Records for the task START

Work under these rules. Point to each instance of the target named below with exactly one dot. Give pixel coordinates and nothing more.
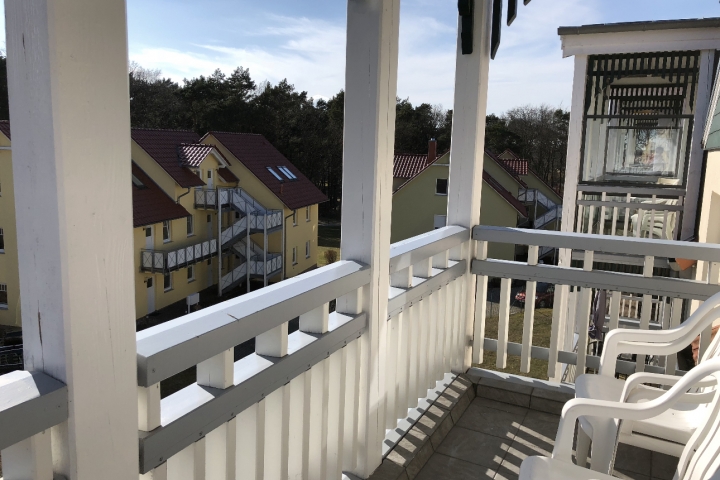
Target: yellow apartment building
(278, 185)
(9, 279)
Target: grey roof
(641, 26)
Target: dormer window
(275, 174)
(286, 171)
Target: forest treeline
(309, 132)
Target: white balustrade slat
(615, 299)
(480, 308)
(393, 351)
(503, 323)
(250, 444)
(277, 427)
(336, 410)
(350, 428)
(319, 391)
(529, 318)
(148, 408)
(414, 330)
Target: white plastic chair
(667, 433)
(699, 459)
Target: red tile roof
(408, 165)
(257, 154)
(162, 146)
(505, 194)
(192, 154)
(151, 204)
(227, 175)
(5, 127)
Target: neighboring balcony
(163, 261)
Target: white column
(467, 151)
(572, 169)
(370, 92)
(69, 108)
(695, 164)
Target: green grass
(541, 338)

Records for the task END
Records for the task START

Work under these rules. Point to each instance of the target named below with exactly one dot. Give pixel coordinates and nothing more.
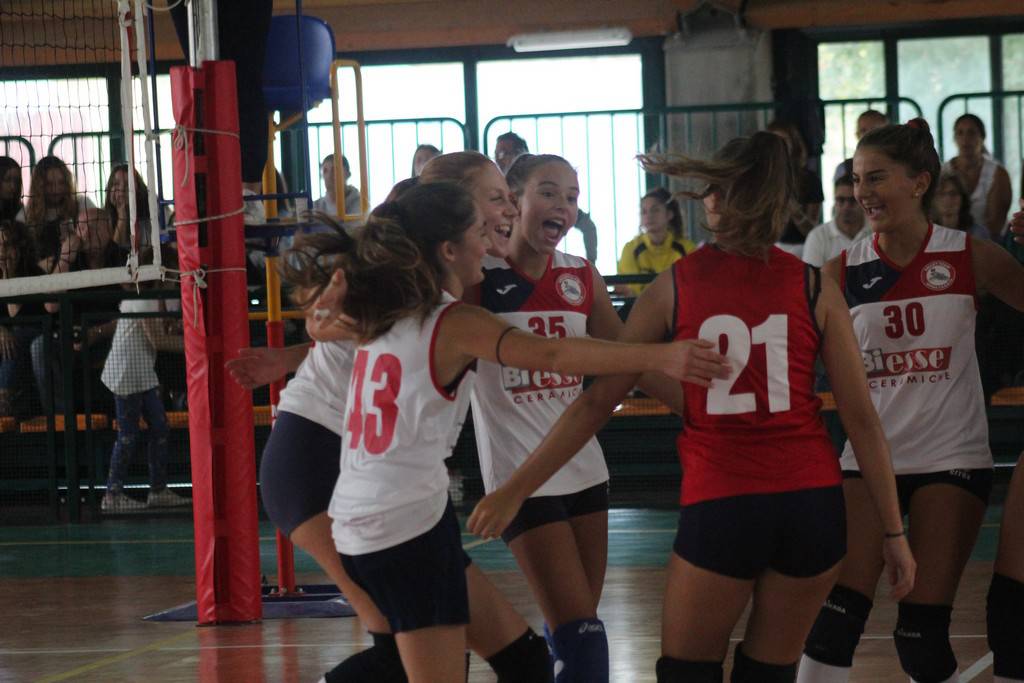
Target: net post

Records for the task END
Records for the task START

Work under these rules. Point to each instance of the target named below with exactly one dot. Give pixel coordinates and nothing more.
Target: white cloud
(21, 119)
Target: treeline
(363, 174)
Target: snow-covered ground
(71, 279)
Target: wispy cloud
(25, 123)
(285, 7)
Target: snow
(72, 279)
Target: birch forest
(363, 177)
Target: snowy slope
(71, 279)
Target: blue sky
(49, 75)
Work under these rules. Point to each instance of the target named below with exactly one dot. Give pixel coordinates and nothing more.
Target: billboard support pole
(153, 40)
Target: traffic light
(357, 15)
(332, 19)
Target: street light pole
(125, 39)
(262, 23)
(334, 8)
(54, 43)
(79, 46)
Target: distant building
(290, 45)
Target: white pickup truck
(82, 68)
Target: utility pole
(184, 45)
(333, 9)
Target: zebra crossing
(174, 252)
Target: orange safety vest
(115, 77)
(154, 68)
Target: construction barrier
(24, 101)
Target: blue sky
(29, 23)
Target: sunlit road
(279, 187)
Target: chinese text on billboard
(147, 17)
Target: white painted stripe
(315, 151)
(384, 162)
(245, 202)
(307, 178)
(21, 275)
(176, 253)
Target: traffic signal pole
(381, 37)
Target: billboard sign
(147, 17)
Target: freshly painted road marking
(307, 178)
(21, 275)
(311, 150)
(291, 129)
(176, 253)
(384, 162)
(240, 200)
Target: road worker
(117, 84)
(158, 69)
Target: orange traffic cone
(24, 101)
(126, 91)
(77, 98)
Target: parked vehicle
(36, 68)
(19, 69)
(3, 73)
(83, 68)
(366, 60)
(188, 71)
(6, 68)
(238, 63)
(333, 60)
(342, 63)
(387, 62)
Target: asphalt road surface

Records for the task END

Problem requirements:
In the entries above, please find the line with "Target: zebra crossing" and the line with "Target: asphalt road surface", then write out exactly those two lines and every line between them, and nothing more.

Response to this task:
Target: zebra crossing
(174, 252)
Target: orange safety vest
(115, 77)
(154, 68)
Target: construction barrier
(24, 101)
Target: blue sky
(29, 23)
Target: sunlit road
(279, 187)
Target: chinese text on billboard
(147, 17)
Target: white painted stripe
(315, 151)
(384, 162)
(245, 202)
(307, 178)
(21, 275)
(176, 253)
Target: traffic signal pole
(381, 37)
Target: billboard sign
(147, 17)
Target: freshly painted road marking
(307, 178)
(21, 275)
(311, 150)
(291, 129)
(176, 253)
(384, 162)
(240, 200)
Target: road worker
(117, 84)
(158, 69)
Target: orange traffic cone
(24, 101)
(126, 91)
(77, 98)
Target: parked vehicle
(36, 68)
(19, 69)
(3, 73)
(83, 68)
(366, 60)
(188, 71)
(6, 68)
(238, 63)
(333, 60)
(342, 63)
(387, 62)
Target: asphalt road surface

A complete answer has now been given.